• [TRECHO DO TEXTO]

Se o restaurante marca sua identidade latina, nada mais justo do que jogar com o elemento surpresa. O único item fixo do cardápio é o polvo na chapa com molho chimichurri (aquele que os argentinos usam no churrasco), batata quebrada e aïoli, um intruso molho francês/catalão.
“Todo dia eu vou às mesas com o cardápio e mostro o que está sendo servido”, explica Irene, apontando para um quadro de giz com letras que deveriam ser copiadas pelos médicos. Gonzalo, que criou um prato apenas com ingredientes populares na Bahia, se diz surpreso particularmente com um item adorado pelos baianos. “Nunca vi um lugar do mundo em que se coma tanto ovo”.

• [DADOS FORNECIDOS]
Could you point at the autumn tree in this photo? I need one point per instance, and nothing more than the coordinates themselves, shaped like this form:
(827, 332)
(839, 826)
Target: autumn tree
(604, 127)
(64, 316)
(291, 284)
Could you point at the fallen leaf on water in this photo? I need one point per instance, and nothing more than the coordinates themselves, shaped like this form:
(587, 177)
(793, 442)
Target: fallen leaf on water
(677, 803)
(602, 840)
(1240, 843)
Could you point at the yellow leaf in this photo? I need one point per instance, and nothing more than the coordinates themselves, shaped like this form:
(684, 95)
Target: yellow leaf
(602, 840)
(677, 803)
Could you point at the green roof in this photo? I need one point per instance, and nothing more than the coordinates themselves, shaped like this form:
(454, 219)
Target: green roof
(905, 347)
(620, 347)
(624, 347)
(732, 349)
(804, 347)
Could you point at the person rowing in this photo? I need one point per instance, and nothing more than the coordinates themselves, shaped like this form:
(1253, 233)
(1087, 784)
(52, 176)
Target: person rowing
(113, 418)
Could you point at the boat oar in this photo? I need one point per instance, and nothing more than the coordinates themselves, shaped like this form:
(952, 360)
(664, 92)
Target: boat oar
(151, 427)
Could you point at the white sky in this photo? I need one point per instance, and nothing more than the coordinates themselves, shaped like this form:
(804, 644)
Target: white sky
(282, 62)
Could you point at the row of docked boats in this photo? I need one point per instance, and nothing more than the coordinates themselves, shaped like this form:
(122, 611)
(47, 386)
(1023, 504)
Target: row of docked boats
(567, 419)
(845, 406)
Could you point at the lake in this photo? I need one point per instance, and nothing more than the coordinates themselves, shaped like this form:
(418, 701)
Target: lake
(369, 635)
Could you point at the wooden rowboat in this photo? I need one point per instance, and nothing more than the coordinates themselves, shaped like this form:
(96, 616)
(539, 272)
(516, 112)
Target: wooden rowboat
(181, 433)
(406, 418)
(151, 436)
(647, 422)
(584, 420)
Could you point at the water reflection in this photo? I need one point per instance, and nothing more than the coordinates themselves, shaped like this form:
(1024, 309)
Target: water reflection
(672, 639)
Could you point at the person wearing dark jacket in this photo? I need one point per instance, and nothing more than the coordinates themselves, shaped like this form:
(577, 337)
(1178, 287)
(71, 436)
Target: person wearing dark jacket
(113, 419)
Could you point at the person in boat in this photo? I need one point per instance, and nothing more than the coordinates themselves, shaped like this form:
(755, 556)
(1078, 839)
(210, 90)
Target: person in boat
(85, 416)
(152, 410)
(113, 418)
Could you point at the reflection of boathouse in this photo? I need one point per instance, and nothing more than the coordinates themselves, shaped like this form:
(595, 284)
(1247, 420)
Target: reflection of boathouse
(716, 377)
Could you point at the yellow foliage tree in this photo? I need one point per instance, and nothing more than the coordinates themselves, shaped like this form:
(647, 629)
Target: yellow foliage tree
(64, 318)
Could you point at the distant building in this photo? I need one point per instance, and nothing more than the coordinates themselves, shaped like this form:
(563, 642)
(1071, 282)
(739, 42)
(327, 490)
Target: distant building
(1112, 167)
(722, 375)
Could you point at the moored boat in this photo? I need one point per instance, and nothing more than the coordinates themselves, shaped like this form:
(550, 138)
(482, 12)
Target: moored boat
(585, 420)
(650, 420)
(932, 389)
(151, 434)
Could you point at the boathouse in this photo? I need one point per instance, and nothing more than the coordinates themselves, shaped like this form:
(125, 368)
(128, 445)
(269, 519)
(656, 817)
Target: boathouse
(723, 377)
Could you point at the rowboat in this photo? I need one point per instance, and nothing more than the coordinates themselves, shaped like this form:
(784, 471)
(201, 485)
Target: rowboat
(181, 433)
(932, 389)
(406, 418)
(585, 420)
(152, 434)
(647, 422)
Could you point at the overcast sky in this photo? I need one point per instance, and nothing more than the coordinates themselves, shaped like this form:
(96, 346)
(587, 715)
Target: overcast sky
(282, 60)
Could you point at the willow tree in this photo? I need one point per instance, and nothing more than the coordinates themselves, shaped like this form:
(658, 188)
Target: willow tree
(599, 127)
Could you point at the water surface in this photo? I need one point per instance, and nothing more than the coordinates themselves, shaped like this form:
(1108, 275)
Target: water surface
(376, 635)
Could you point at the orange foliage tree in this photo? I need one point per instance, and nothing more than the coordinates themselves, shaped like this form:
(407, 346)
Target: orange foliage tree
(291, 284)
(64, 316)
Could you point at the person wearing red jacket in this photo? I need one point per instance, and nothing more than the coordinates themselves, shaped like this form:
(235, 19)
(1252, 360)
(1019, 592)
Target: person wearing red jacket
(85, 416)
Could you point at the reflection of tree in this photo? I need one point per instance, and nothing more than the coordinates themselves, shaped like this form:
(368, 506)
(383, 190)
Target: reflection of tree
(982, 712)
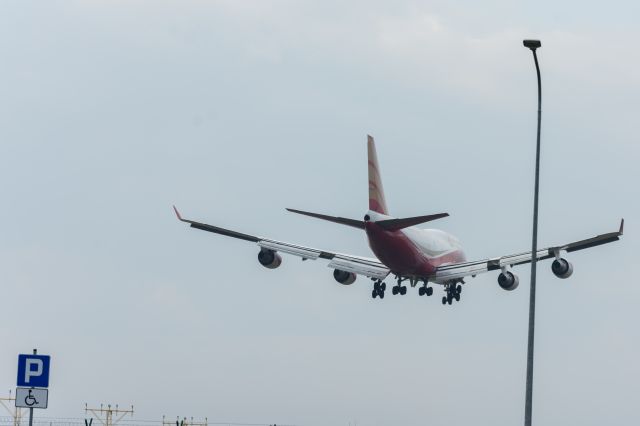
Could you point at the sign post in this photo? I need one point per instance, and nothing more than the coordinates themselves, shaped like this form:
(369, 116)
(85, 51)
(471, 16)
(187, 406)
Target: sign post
(33, 381)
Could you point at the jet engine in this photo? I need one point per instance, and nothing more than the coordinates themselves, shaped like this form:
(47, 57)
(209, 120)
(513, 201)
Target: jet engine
(269, 258)
(343, 277)
(508, 281)
(562, 268)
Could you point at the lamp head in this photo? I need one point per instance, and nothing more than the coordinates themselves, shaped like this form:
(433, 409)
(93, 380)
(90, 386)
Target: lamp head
(532, 44)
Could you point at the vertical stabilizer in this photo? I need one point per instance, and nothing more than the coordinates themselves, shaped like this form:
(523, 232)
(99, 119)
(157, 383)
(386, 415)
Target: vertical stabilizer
(377, 202)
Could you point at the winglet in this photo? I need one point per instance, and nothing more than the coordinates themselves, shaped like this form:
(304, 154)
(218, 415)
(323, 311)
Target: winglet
(178, 214)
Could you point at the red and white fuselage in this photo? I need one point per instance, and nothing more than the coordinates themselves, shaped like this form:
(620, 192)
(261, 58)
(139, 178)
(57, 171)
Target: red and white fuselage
(412, 252)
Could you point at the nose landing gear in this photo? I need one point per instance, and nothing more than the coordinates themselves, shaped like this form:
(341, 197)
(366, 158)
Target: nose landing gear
(453, 291)
(378, 289)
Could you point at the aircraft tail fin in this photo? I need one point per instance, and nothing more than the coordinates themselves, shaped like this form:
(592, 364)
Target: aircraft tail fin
(377, 202)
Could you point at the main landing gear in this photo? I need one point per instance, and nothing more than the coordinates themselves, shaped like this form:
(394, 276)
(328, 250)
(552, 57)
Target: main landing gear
(378, 289)
(399, 288)
(453, 291)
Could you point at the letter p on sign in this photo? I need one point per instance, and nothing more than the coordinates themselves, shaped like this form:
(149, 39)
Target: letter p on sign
(33, 370)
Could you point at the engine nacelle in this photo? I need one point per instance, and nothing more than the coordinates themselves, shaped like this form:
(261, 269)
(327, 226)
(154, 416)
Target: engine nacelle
(562, 268)
(508, 281)
(343, 277)
(269, 258)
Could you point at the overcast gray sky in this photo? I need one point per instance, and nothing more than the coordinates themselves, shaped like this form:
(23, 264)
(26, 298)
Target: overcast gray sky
(111, 111)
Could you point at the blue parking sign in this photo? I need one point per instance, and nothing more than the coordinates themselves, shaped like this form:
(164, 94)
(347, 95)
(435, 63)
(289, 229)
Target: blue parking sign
(33, 370)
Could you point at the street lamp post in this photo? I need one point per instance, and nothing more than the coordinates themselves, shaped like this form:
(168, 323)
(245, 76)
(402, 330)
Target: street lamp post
(533, 45)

• [ENUNCIADO DA TAREFA] Liste todos os componentes que o trecho do texto atribui ao único item fixo do cardápio.

• [RESPOSTA FINAL]
- polvo na chapa
- molho chimichurri
- batata quebrada
- aïoli